* [TEXT]
His most important secret in the manga is that when he sneezes he becomes a girl with blond hair and a somewhat underdeveloped body with a "cute" charm rather than a mature sexy charm. This leads him to get into some unfortunate (and hilarious) situations. He originally uses his female form to successfully become friends with Yurika Sakuraba and continues to use it when he feels like being with Yurika. He resorts to using a "koyori string" to make himself sneeze and become a girl whenever he pleases. As a girl he gets himself into places and situations he never could have imagined as a boy. He also transforms into a girl to gather information about the girls and accompany them to baths, hot springs, lingerie stores and so on.
- Akira Hatsushiba (female)
She is Akira Hatsushiba's female form. She was caused by a computer error during a dating game with Kikuchi. Even though she's a girl, she retains the mind and personality of Akira (original male form). She develops a friendship with the Sakuraba sisters. Kikuchi also falls for her, although with disastrous consequences. It is later found that eating natto in this form will transform the form (Akira-chan) into a taller and much more buxom form.
- Yurika Sakuraba
The goddess in the eyes of Akira Hatsushiba. She can be somewhat naive and innocent, which is a part of her charm. She works at her uncle's coffee and cake shop called Rock Stock, and works as both a waitress and a patissier. She loves to eat and make cakes. She has feelings for Hatsushiba, but she cannot readily admit that she has those feelings to herself. In the final chapter, she kisses a comatose Hatsushiba. After Hatsushiba awakens she played dumb when asked if she did anything while he was out.
- Sakuraba Anju
Yurika Sakuraba's younger sister. She is a returnee from France, where she was staying with her parents. She is first mistaken by Hatsushiba for a boy and he accidentally walks in on her while she is changing. She holds a second dan in karate and is in very good shape, which allows her to beat up Hatsushiba whenever he does something inappropriate. As the series progresses, she falls for Hatsushiba more and more and tries to get his attention and his love. However, she has trouble due to Akira's thickheadedness. She also has tough competition in the form of her sister, whom Hatsushiba loves. She is also self conscious of her figure, since she is not as voluptuous as her sister or her mother. Near the end she returns to France, but not before learning of Hatsushiba's secret and who he has his heart set on.
- Sakuraba Ran
The mother of Anju and Yurika. She also has a very attractive figure despite her age, and was first mistaken by Hatsushiba to be a "gyakunan" (a woman who hangs around trying to hook up with men—someone who practices reverse nanpa). She also seems to have a rather frightening side to her personality. She is fickle and loves to tease her daughters, or in this case, sexually harass them. She is also very perceptive and easily discerns that Akira-chan and Hatsushiba are one and the same.

* [EXERCISE SET]
[1] List every character name that appears as a heading in the character list.
[2] Update the character list by rewriting the passage starting at "- Yurika Sakuraba" and ending at "he was out.", with "patissier" changed to "pastry chef".

Boundary labeling items
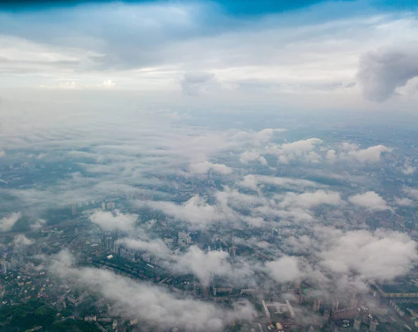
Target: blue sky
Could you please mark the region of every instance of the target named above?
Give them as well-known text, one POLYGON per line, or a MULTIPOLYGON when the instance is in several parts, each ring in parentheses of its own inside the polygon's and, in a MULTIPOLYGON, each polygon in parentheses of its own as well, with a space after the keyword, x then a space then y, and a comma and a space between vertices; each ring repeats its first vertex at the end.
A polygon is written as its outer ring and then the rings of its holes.
POLYGON ((418 98, 412 1, 22 1, 0 22, 3 89, 357 110, 418 98))

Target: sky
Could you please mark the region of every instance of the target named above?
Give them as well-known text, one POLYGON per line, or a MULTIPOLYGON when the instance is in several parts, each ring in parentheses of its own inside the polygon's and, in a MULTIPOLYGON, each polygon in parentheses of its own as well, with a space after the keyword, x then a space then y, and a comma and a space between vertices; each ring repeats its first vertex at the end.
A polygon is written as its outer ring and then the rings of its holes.
POLYGON ((64 91, 414 112, 417 10, 412 1, 3 2, 0 98, 64 91))

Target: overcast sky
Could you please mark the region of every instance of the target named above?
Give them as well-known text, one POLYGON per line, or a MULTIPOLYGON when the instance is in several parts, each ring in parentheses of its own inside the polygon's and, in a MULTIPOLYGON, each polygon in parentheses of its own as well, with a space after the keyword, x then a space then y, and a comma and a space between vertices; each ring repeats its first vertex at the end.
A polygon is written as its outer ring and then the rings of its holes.
POLYGON ((0 88, 307 110, 418 99, 414 1, 53 2, 1 8, 0 88))

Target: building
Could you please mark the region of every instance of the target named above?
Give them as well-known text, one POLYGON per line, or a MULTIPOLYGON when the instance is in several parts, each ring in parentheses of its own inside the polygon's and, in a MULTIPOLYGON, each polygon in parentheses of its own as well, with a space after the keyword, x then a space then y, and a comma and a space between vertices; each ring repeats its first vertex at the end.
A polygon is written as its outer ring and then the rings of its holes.
POLYGON ((371 319, 370 321, 370 324, 369 325, 369 329, 371 332, 375 332, 378 327, 378 321, 376 319, 371 319))
POLYGON ((332 317, 334 320, 339 319, 354 319, 355 317, 355 309, 352 308, 334 310, 332 312, 332 317))
POLYGON ((360 317, 357 317, 354 319, 354 331, 360 331, 360 326, 362 326, 362 319, 360 317))
POLYGON ((319 299, 315 299, 314 300, 314 305, 312 306, 312 310, 314 311, 319 311, 320 307, 320 300, 319 299))

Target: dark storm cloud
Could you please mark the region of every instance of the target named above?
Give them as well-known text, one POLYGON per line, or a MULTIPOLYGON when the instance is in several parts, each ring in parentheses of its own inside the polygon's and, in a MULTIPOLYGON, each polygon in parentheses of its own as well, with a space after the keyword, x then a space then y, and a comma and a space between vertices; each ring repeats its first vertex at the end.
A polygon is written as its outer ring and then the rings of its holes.
POLYGON ((359 62, 357 77, 363 96, 382 102, 393 96, 396 88, 418 76, 418 50, 391 49, 369 52, 359 62))

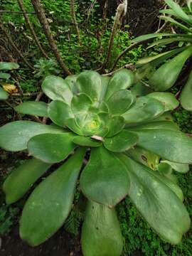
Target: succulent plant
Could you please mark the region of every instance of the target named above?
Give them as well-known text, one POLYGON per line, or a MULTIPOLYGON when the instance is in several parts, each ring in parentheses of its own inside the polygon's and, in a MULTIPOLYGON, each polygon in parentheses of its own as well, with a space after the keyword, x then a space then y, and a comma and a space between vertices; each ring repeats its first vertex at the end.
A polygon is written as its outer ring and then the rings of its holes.
POLYGON ((125 69, 110 78, 94 71, 65 80, 48 76, 42 89, 52 101, 26 102, 16 110, 48 117, 50 124, 23 120, 0 128, 1 147, 27 149, 33 156, 5 181, 7 203, 20 199, 50 166, 53 170, 54 164, 60 164, 35 188, 23 208, 20 235, 29 245, 43 242, 63 225, 78 181, 87 198, 85 256, 121 255, 115 206, 127 196, 166 241, 177 244, 189 228, 173 173, 187 172, 192 162, 192 139, 169 114, 178 102, 169 92, 136 97, 134 84, 133 73, 125 69))

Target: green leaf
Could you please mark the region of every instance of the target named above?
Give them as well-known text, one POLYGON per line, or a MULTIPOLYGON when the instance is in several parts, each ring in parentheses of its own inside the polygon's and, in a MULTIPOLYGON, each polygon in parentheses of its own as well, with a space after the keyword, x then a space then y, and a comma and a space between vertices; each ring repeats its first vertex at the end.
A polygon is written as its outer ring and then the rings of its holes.
POLYGON ((12 70, 19 68, 15 63, 0 62, 0 70, 12 70))
POLYGON ((187 83, 184 86, 181 95, 181 104, 188 110, 192 111, 192 71, 190 73, 187 83))
POLYGON ((9 97, 9 94, 0 87, 0 100, 6 100, 9 97))
POLYGON ((107 137, 112 137, 120 132, 124 127, 124 119, 121 116, 112 117, 109 122, 109 132, 107 137))
POLYGON ((123 238, 114 209, 88 201, 82 229, 85 256, 119 256, 123 238))
POLYGON ((191 25, 192 20, 191 18, 183 11, 182 8, 172 0, 165 0, 166 4, 171 7, 173 11, 176 13, 176 14, 183 21, 186 22, 187 23, 191 25))
POLYGON ((92 149, 90 159, 81 174, 80 183, 87 198, 110 208, 127 196, 129 186, 124 166, 102 146, 92 149))
POLYGON ((138 145, 162 158, 181 164, 192 163, 192 139, 177 129, 134 128, 138 145))
POLYGON ((149 79, 149 85, 155 90, 165 91, 176 82, 183 65, 192 55, 192 47, 189 47, 171 60, 162 65, 149 79))
POLYGON ((108 100, 114 92, 120 90, 130 87, 134 82, 134 75, 132 71, 122 68, 115 72, 110 80, 105 100, 108 100))
POLYGON ((152 92, 149 86, 144 85, 142 82, 137 82, 130 89, 132 95, 136 97, 145 96, 152 92))
POLYGON ((134 97, 130 91, 120 90, 115 92, 106 103, 112 114, 121 114, 131 107, 134 100, 134 97))
POLYGON ((95 71, 84 71, 78 77, 77 85, 80 92, 85 93, 93 102, 102 100, 102 85, 101 75, 95 71))
POLYGON ((75 149, 73 138, 73 135, 68 132, 36 135, 28 142, 28 149, 32 156, 46 163, 58 163, 75 149))
POLYGON ((0 78, 1 78, 1 79, 9 79, 10 78, 11 78, 10 74, 0 72, 0 78))
POLYGON ((156 170, 159 164, 160 157, 139 146, 135 146, 126 152, 126 154, 133 160, 156 170))
POLYGON ((63 224, 72 208, 75 185, 85 154, 79 149, 34 190, 28 199, 20 222, 20 236, 36 246, 63 224))
POLYGON ((144 96, 139 98, 122 117, 126 124, 137 124, 151 120, 164 111, 164 106, 159 100, 144 96))
POLYGON ((159 100, 165 106, 165 111, 174 110, 179 105, 179 102, 171 92, 151 92, 148 97, 159 100))
POLYGON ((76 136, 73 139, 73 142, 82 146, 100 146, 102 142, 94 140, 84 136, 76 136))
POLYGON ((127 130, 122 130, 117 135, 104 140, 104 146, 113 152, 124 152, 133 147, 138 142, 139 137, 127 130))
POLYGON ((49 118, 62 127, 65 125, 68 119, 74 116, 70 106, 60 100, 54 100, 48 105, 48 113, 49 118))
POLYGON ((190 227, 190 218, 172 190, 174 183, 125 156, 121 159, 131 181, 129 196, 138 210, 161 238, 178 244, 190 227))
POLYGON ((73 96, 71 101, 71 109, 74 114, 88 112, 92 102, 85 93, 80 93, 73 96))
POLYGON ((61 100, 70 105, 73 93, 64 79, 55 75, 48 75, 42 84, 43 92, 53 100, 61 100))
POLYGON ((48 117, 48 105, 43 102, 25 102, 14 110, 18 113, 48 117))
POLYGON ((173 169, 181 174, 186 174, 189 171, 189 166, 187 164, 174 163, 168 160, 163 160, 161 163, 166 163, 169 164, 173 169))
POLYGON ((31 159, 12 171, 3 185, 6 203, 20 199, 50 166, 49 164, 31 159))
POLYGON ((0 146, 5 150, 18 151, 26 149, 33 137, 45 133, 63 133, 63 129, 31 121, 16 121, 0 128, 0 146))

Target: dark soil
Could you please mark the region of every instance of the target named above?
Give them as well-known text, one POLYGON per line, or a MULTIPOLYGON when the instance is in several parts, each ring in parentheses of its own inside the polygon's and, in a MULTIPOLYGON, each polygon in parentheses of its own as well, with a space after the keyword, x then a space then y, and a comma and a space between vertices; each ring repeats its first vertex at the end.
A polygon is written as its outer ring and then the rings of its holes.
MULTIPOLYGON (((41 227, 40 227, 41 228, 41 227)), ((82 256, 80 240, 60 230, 41 245, 28 246, 18 235, 18 227, 2 238, 1 256, 82 256)))

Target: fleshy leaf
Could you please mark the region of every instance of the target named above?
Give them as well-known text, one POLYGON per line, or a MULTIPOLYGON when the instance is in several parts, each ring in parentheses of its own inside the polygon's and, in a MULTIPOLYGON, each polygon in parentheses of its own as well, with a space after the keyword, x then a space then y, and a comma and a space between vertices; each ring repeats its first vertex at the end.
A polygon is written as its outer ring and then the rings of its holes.
POLYGON ((85 93, 80 93, 73 96, 71 101, 71 109, 74 114, 88 112, 92 102, 85 93))
POLYGON ((122 155, 121 159, 131 181, 129 196, 138 210, 161 238, 178 244, 190 227, 190 218, 172 190, 173 183, 125 156, 122 155))
POLYGON ((186 174, 189 171, 189 166, 187 164, 178 164, 168 160, 163 160, 161 163, 166 163, 169 164, 173 169, 181 174, 186 174))
POLYGON ((88 201, 82 229, 85 256, 119 256, 123 239, 114 209, 88 201))
POLYGON ((31 121, 16 121, 0 128, 0 146, 7 151, 26 149, 29 139, 45 133, 63 133, 63 129, 31 121))
POLYGON ((137 124, 150 121, 162 114, 164 110, 164 106, 159 100, 144 96, 139 98, 122 117, 126 124, 137 124))
POLYGON ((176 82, 183 65, 192 55, 192 47, 183 50, 177 56, 162 65, 149 79, 149 85, 155 90, 165 91, 176 82))
POLYGON ((114 73, 110 80, 105 100, 108 100, 115 92, 130 87, 134 82, 133 73, 122 68, 114 73))
POLYGON ((139 136, 138 146, 171 161, 192 163, 192 138, 184 133, 166 128, 145 129, 144 126, 132 132, 139 136))
POLYGON ((20 236, 36 246, 63 224, 72 208, 75 185, 85 154, 79 149, 34 190, 28 199, 20 222, 20 236))
POLYGON ((120 90, 115 92, 106 103, 112 114, 121 114, 130 107, 134 101, 134 97, 130 91, 120 90))
POLYGON ((113 152, 124 152, 136 145, 138 136, 127 130, 122 130, 117 135, 104 140, 104 146, 113 152))
POLYGON ((77 85, 80 92, 87 95, 93 102, 100 101, 102 95, 101 75, 95 71, 84 71, 78 77, 77 85))
POLYGON ((192 71, 189 75, 187 83, 184 86, 181 95, 181 104, 188 111, 192 111, 192 71))
POLYGON ((31 138, 28 149, 32 156, 46 163, 58 163, 64 160, 75 149, 72 142, 73 135, 63 134, 44 134, 31 138))
POLYGON ((121 116, 114 116, 109 122, 109 132, 107 137, 112 137, 120 132, 124 127, 124 119, 121 116))
POLYGON ((42 90, 53 100, 61 100, 70 105, 73 93, 64 79, 55 75, 48 75, 43 80, 42 90))
POLYGON ((76 136, 73 139, 73 142, 82 146, 100 146, 102 142, 94 140, 85 136, 76 136))
POLYGON ((3 185, 6 203, 20 199, 50 166, 49 164, 32 159, 12 171, 3 185))
POLYGON ((110 208, 127 196, 129 186, 124 164, 102 146, 92 149, 90 159, 80 182, 87 198, 110 208))
POLYGON ((0 87, 0 100, 6 100, 9 97, 9 94, 0 87))
POLYGON ((179 102, 176 99, 175 95, 171 92, 151 92, 148 97, 159 100, 165 106, 165 111, 175 110, 178 105, 179 102))
POLYGON ((70 106, 60 100, 54 100, 48 105, 49 118, 57 125, 63 127, 65 121, 73 117, 70 106))
POLYGON ((25 102, 14 109, 18 113, 48 117, 48 105, 43 102, 25 102))

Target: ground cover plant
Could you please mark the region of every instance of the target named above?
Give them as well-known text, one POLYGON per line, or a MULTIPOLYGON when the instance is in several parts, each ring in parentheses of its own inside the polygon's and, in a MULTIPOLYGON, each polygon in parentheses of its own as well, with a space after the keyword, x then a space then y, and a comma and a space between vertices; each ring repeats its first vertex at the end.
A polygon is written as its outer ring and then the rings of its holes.
POLYGON ((169 242, 178 244, 188 230, 189 216, 173 169, 188 171, 192 139, 167 114, 178 105, 174 95, 152 92, 136 98, 134 79, 125 69, 110 79, 94 71, 65 80, 48 76, 42 90, 52 101, 26 102, 16 110, 53 123, 23 120, 1 127, 1 147, 28 149, 33 157, 4 182, 7 203, 17 201, 51 165, 65 159, 26 203, 20 235, 31 245, 43 242, 63 225, 80 174, 87 199, 82 229, 85 255, 121 255, 123 240, 114 207, 127 195, 169 242))

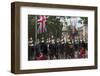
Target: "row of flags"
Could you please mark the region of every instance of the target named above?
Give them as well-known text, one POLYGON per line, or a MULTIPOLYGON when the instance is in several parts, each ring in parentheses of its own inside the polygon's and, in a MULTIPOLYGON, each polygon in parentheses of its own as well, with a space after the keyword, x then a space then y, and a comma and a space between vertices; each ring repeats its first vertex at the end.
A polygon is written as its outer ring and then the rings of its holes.
POLYGON ((39 19, 37 20, 37 22, 40 24, 38 28, 38 33, 47 32, 46 21, 47 21, 46 16, 39 16, 39 19))
MULTIPOLYGON (((76 32, 76 17, 72 17, 74 20, 73 20, 73 27, 72 27, 72 33, 74 34, 76 32)), ((39 16, 39 19, 37 20, 37 23, 39 23, 39 27, 37 29, 37 32, 38 33, 44 33, 44 32, 47 32, 47 28, 46 28, 46 23, 47 23, 47 17, 44 16, 44 15, 40 15, 39 16)))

* [FULL SOLUTIONS]
[1]
Akira Hatsushiba (female)
Yurika Sakuraba
Sakuraba Anju
Sakuraba Ran

[2]
- Yurika Sakuraba
The goddess in the eyes of Akira Hatsushiba. She can be somewhat naive and innocent, which is a part of her charm. She works at her uncle's coffee and cake shop called Rock Stock, and works as both a waitress and a pastry chef. She loves to eat and make cakes. She has feelings for Hatsushiba, but she cannot readily admit that she has those feelings to herself. In the final chapter, she kisses a comatose Hatsushiba. After Hatsushiba awakens she played dumb when asked if she did anything while he was out.